YANG DITANYAKAN.
Tolong tentukan apakah setiap pernyataan berikut sesuai dengan teks tentang Pasal 156a, lalu jawab ya atau tidak dengan mengutip kata-kata penentu dari teks itu. (a) Vonis terhadap Basuki dijatuhkan oleh majelis hakim PN Jakarta Utara pada hari Selasa. (b) LBH Jakarta melakukan judicial review terhadap Pasal 156a KUHP pada 2017. (c) ICCPR diratifikasi lewat UU No 12/2005.

TEKS BACAAN.
· · · ·
Problematika
Pasal 156a
Sony Gusti Anasta ; Pengabdi Bantuan Hukum di LBH Jakarta
|
KOMPAS, 05 Juni 2017
Majelis hakim PN Jakarta Utara, Selasa (9/5), menjatuhkan
vonis dua tahun penjara kepada Basuki Tjahaja Purnama alias Ahok, terdakwa
dugaan penodaan agama. Basuki dikenai pidana berdasarkan Pasal 156a KUHP,
menurut majelis hakim, karena secara jelas dan tegas dia melakukan penodaan
terhadap umat Islam, menimbulkan keresahan dan kegaduhan, serta
ketidaktertiban di tengah masyarakat.
LBH Jakarta dalam siaran pers tertanggal 9 Mei 2017
mengkritik putusan majelis hakim tersebut. Kritik tidak didasarkan pembelaan
kepada Basuki semata. Namun, lebih jauh dari itu, yakni mengkritik penggunaan
Pasal 156a KUHP yang sejak dulu telah mengancam kebebasan berekspresi,
mengeluarkan pendapat, beragama dan berkeyakinan, serta kehidupan
berdemokrasi pada umumnya. Bahkan, LBH Jakarta telah melakukan judicial
review terhadap Pasal 156a KUHP pada 2009. Sampai sekarang, LBH Jakarta tetap
konsisten membela individu ataupun kelompok yang menjadi ”korban” dari keganasan
pasal ini.
Tujuh alasan
Setidaknya ada tujuh alasan mengapa putusan majelis hakim
yang menerapkan Pasal 156a KUHP bermasalah. Pertama, Pasal 156a merupakan
pasal anti- demokrasi yang secara jelas melanggar hak seseorang menyatakan
pikiran dan sikap sesuai dengan hati nurani serta hak atas kebebasan
berekspresi dan mengeluarkan pendapat sebagaimana yang diatur dalam Pasal 28E
UUD 1945, UU Hak Asasi Manusia, UU Kemerdekaan Menyampaikan Pendapat di Muka Umum,
serta ICCPR yang diratifikasi lewat UU No 12/2005.
Kedua, pasal ini kerap jadi alat politik bagi negara dan
pihak mayoritas intoleran untuk mengkriminalkan hak asasi kelompok minoritas
atau individu yang berbeda keyakinan, sebagaimana yang menimpa Lia Eden,
Abdul Rahman, Ahmad Musadeq (eks pemimpin Gafatar), HB Jassin, Arswendo
Atmowiloto, Saleh, Ardi Husein, Sumardin Tapaya (kasus shalat bersiul),
Yusman Roy (shalat multibahasa), dan Mangapin Sibuea (pemimpin sekte kiamat).
Pasal 156a saat ini juga ikut mengancam Rizieq Shihab dan Megawati
Soekarnoputri yang telah dilaporkan menggunakan pasal antidemokrasi itu.
Dalam kondisi masyarakat yang sedang terbelah saat ini,
bukan tidak mungkin produksi kasus yang dilandasi kasus ini akan terus
meningkat. Hal ini seiring meruncingnya perbedaan pendapat di masyarakat.
Iklim perbedaan yang seharusnya ikut memperkaya perspektif bangsa justru jadi
landasan bagi orang yang tidak bertanggung jawab untuk memolisikan orang yang
berbeda pendapat dengannya.
· · · ·
Catatan anotasi titik.
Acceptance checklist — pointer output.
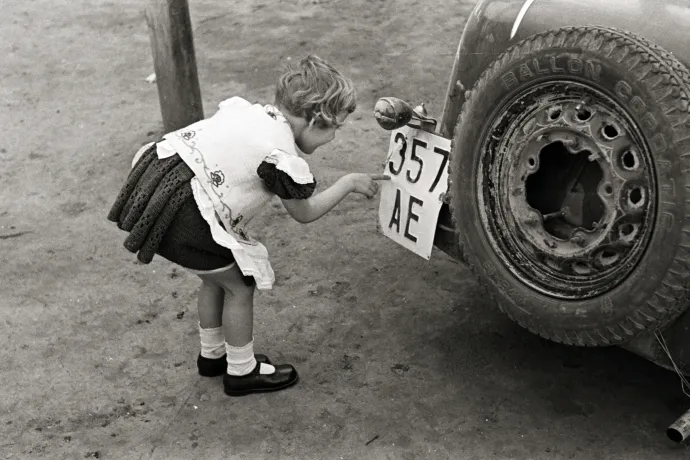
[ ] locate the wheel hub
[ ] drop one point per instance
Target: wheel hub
(568, 190)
· · · ·
JAWABAN TERTULIS.
(a) Ya: "Majelis hakim PN Jakarta Utara, Selasa (9/5), menjatuhkan vonis dua tahun penjara kepada Basuki Tjahaja Purnama alias Ahok"
(b) Tidak: "LBH Jakarta telah melakukan judicial review terhadap Pasal 156a KUHP pada 2009"
(c) Ya: "ICCPR yang diratifikasi lewat UU No 12/2005"